- What is required -
Return exactly the lines of the entries, from the one with "column 42, row 478" to the last.
Top of Records provided
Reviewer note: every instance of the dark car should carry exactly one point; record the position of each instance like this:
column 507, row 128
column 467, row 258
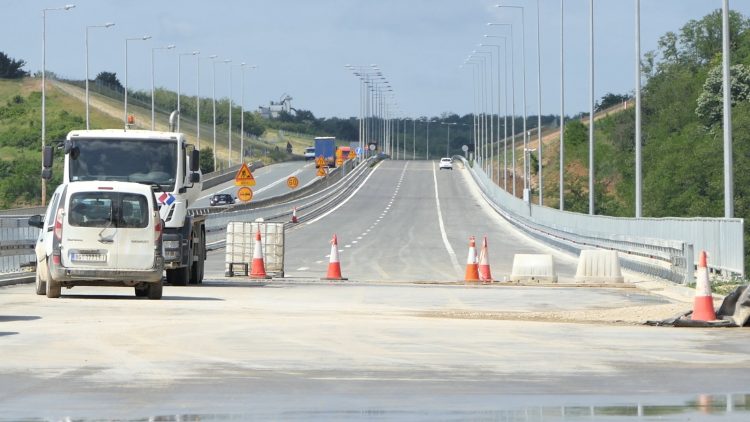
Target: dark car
column 222, row 199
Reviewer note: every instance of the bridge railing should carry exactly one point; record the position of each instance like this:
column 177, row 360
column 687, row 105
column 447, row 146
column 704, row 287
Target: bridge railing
column 664, row 247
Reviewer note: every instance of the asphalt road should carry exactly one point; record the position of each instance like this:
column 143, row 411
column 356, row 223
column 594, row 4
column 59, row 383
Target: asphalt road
column 401, row 339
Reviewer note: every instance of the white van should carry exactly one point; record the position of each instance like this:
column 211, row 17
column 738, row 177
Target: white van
column 100, row 233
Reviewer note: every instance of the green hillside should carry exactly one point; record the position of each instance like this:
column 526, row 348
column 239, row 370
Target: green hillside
column 682, row 147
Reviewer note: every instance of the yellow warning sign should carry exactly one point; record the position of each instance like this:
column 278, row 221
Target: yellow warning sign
column 244, row 194
column 244, row 177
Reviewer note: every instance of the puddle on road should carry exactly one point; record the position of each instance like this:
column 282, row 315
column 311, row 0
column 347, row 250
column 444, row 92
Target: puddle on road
column 726, row 407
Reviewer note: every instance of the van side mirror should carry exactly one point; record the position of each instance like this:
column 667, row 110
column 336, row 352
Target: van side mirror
column 47, row 157
column 195, row 160
column 36, row 221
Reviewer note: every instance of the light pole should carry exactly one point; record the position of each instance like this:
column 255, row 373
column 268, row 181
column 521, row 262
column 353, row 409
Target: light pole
column 229, row 127
column 106, row 25
column 143, row 38
column 591, row 107
column 242, row 109
column 523, row 59
column 44, row 86
column 213, row 76
column 728, row 173
column 179, row 59
column 513, row 100
column 447, row 145
column 562, row 107
column 153, row 113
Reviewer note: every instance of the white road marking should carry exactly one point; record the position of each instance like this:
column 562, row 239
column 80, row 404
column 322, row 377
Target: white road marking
column 451, row 253
column 347, row 199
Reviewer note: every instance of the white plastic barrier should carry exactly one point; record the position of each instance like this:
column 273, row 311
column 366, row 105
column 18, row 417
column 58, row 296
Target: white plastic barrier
column 241, row 243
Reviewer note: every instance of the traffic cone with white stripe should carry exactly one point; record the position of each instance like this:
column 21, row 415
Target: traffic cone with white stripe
column 258, row 267
column 294, row 215
column 472, row 268
column 334, row 265
column 484, row 262
column 703, row 304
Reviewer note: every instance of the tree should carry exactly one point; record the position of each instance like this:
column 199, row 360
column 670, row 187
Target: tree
column 711, row 101
column 110, row 80
column 11, row 68
column 207, row 160
column 610, row 100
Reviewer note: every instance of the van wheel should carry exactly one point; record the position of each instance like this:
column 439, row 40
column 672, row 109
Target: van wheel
column 53, row 287
column 154, row 290
column 178, row 276
column 41, row 286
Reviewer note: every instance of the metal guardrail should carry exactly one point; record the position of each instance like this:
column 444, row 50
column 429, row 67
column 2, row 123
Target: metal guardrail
column 17, row 238
column 663, row 247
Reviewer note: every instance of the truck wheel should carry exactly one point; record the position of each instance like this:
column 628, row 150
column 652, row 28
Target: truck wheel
column 178, row 276
column 154, row 290
column 41, row 286
column 197, row 268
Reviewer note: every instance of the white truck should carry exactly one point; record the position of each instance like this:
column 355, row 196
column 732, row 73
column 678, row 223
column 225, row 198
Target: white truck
column 163, row 160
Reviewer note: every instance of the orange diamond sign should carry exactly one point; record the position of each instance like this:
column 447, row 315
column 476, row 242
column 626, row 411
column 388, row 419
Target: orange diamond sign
column 244, row 177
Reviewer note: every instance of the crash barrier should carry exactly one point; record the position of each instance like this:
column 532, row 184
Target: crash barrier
column 241, row 243
column 662, row 247
column 17, row 240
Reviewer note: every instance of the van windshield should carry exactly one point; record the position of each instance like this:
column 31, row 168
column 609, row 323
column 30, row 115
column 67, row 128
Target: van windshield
column 108, row 209
column 130, row 160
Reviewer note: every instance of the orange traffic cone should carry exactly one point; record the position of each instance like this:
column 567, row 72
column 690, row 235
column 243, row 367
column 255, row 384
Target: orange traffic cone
column 472, row 269
column 703, row 304
column 258, row 268
column 294, row 215
column 484, row 262
column 334, row 266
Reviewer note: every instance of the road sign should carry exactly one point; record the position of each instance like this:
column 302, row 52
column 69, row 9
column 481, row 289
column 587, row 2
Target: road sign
column 244, row 194
column 244, row 177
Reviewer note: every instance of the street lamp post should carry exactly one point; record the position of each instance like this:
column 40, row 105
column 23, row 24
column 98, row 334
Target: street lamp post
column 229, row 127
column 213, row 102
column 153, row 112
column 242, row 110
column 728, row 173
column 44, row 85
column 562, row 108
column 179, row 89
column 523, row 59
column 106, row 25
column 143, row 38
column 513, row 100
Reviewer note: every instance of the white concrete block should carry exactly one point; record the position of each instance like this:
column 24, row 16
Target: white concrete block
column 533, row 267
column 599, row 266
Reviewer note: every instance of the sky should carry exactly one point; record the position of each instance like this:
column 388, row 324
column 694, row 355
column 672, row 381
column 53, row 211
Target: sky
column 301, row 47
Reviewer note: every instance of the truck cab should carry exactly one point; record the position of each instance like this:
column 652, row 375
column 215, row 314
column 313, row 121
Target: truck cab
column 162, row 160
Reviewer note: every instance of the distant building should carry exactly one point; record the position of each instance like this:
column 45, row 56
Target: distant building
column 274, row 109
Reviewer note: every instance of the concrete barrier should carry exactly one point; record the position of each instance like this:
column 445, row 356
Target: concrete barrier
column 533, row 267
column 599, row 266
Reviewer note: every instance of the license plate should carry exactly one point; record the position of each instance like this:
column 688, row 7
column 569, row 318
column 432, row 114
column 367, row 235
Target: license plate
column 88, row 257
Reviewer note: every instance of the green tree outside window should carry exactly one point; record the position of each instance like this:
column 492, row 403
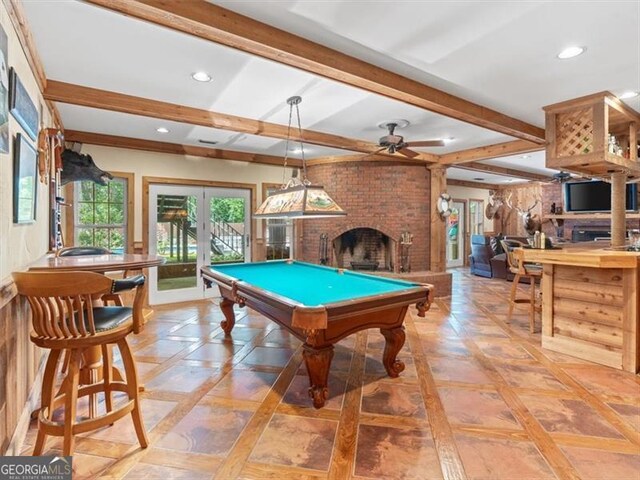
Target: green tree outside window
column 100, row 214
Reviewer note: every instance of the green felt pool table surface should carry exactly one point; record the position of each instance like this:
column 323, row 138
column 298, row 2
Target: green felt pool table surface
column 309, row 284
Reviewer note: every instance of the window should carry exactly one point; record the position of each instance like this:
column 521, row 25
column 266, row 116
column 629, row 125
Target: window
column 476, row 216
column 278, row 234
column 100, row 214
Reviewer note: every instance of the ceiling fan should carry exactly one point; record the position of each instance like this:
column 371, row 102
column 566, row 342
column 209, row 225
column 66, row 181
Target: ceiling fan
column 561, row 177
column 393, row 143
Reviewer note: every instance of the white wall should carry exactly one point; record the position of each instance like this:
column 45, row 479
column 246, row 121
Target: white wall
column 150, row 164
column 20, row 244
column 466, row 193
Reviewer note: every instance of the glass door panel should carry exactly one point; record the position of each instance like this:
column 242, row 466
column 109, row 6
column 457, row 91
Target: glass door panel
column 229, row 225
column 455, row 235
column 191, row 227
column 174, row 233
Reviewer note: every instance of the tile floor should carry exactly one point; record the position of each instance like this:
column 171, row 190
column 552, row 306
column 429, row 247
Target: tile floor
column 479, row 399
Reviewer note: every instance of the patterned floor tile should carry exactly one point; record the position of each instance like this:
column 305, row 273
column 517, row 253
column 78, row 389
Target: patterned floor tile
column 206, row 429
column 599, row 379
column 567, row 415
column 160, row 472
column 529, row 376
column 458, row 370
column 215, row 352
column 388, row 398
column 123, row 432
column 181, row 378
column 268, row 356
column 630, row 413
column 474, row 407
column 298, row 392
column 244, row 385
column 387, row 452
column 489, row 458
column 163, row 349
column 296, row 441
column 602, row 465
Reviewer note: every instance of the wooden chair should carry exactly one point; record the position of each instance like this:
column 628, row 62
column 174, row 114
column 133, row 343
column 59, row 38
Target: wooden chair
column 64, row 318
column 522, row 270
column 91, row 250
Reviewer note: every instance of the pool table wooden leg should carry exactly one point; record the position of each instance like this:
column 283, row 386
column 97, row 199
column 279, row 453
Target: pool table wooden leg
column 394, row 341
column 318, row 362
column 226, row 306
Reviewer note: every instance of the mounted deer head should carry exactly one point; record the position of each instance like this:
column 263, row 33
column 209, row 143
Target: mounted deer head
column 496, row 201
column 531, row 221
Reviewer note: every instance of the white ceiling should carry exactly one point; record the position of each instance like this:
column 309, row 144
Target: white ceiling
column 479, row 177
column 499, row 54
column 154, row 62
column 496, row 53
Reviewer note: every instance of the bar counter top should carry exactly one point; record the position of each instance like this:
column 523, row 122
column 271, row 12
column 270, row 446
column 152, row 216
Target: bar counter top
column 582, row 256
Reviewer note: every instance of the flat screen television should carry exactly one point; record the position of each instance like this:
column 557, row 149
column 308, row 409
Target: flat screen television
column 595, row 196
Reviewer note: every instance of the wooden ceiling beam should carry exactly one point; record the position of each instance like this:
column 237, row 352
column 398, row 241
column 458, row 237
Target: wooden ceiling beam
column 214, row 23
column 331, row 159
column 174, row 148
column 488, row 152
column 118, row 102
column 21, row 27
column 466, row 183
column 507, row 172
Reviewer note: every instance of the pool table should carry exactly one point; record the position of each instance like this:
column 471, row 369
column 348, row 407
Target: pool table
column 320, row 306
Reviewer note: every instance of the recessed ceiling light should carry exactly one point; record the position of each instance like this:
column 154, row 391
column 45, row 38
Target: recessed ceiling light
column 571, row 52
column 208, row 142
column 201, row 77
column 629, row 94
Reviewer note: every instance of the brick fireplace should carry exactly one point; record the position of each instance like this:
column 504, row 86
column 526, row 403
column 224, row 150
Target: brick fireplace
column 382, row 200
column 364, row 249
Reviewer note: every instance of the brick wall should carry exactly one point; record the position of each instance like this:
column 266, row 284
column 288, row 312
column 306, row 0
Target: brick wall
column 549, row 193
column 387, row 197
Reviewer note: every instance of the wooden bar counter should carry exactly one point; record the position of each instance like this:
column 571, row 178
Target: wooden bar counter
column 590, row 303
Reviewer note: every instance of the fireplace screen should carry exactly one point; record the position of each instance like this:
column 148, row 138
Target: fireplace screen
column 364, row 249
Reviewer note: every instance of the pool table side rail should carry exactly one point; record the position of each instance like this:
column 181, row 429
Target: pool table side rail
column 316, row 317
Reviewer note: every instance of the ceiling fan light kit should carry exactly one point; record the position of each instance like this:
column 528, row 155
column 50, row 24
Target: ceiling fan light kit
column 395, row 143
column 298, row 197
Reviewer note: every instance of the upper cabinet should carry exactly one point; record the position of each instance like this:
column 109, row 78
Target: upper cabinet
column 594, row 135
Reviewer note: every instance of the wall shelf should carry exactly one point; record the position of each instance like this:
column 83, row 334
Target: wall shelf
column 588, row 216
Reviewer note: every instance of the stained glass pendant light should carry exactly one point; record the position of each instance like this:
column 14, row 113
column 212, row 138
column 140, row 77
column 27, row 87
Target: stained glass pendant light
column 298, row 198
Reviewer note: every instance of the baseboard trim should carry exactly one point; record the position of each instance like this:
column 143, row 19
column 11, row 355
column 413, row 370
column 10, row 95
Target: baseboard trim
column 33, row 402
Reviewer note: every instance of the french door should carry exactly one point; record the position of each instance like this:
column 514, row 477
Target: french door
column 456, row 235
column 190, row 227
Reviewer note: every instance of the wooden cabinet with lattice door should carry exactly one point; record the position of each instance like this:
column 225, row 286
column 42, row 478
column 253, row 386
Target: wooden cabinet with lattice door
column 580, row 136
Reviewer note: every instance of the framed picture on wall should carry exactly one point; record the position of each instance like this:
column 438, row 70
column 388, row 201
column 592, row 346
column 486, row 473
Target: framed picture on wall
column 4, row 92
column 25, row 184
column 21, row 106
Bottom of Records provided
- Reply -
column 42, row 478
column 253, row 386
Target: wooden cabinet with lattice door
column 580, row 136
Reviewer note: every instance of the framed picture on wall should carry exactly one point; record the position of each instance like this:
column 438, row 70
column 388, row 201
column 592, row 346
column 486, row 473
Target: framed picture on wall
column 4, row 92
column 25, row 184
column 21, row 106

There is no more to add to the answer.